## TASK GOAL
Arrange everything from the line containing "turn signal lens." down to the line containing "[0,981,482,1153]" as a numbered list, omitting blank lines and any pictures.

## MATERIAL

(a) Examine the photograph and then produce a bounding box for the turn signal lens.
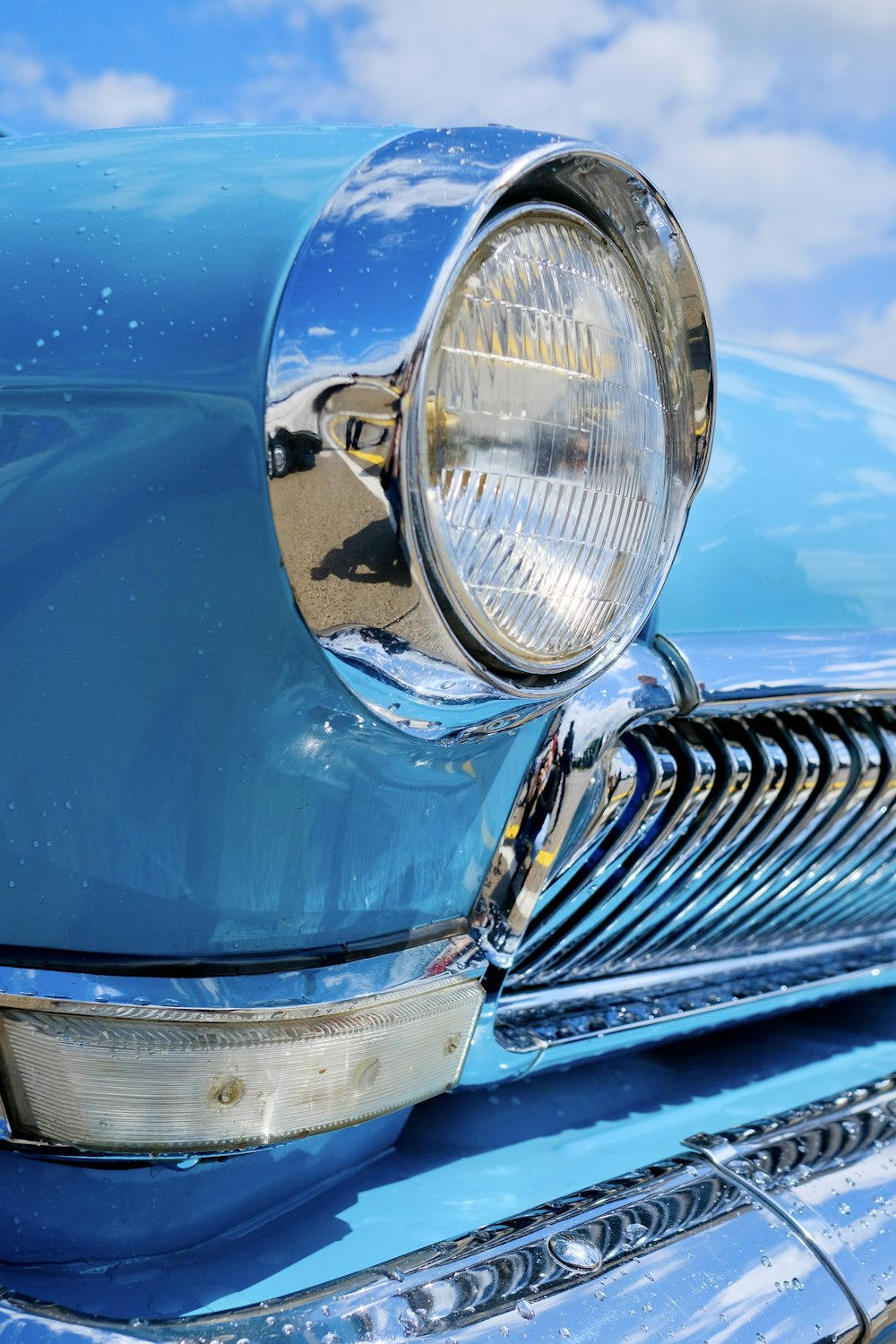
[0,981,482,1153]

--

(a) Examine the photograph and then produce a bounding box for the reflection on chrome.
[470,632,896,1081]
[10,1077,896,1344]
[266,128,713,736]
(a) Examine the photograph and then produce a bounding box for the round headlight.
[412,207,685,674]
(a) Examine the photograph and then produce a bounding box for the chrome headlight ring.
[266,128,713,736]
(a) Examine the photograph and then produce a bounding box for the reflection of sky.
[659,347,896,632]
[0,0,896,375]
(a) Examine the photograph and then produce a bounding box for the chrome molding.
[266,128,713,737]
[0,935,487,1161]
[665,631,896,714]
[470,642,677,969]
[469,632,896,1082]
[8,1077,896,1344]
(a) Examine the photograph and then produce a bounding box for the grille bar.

## WRITTEN SOLUTION
1. (a) Examine the photograph and then produce a bounding box for the turn signal lens.
2. [0,981,482,1153]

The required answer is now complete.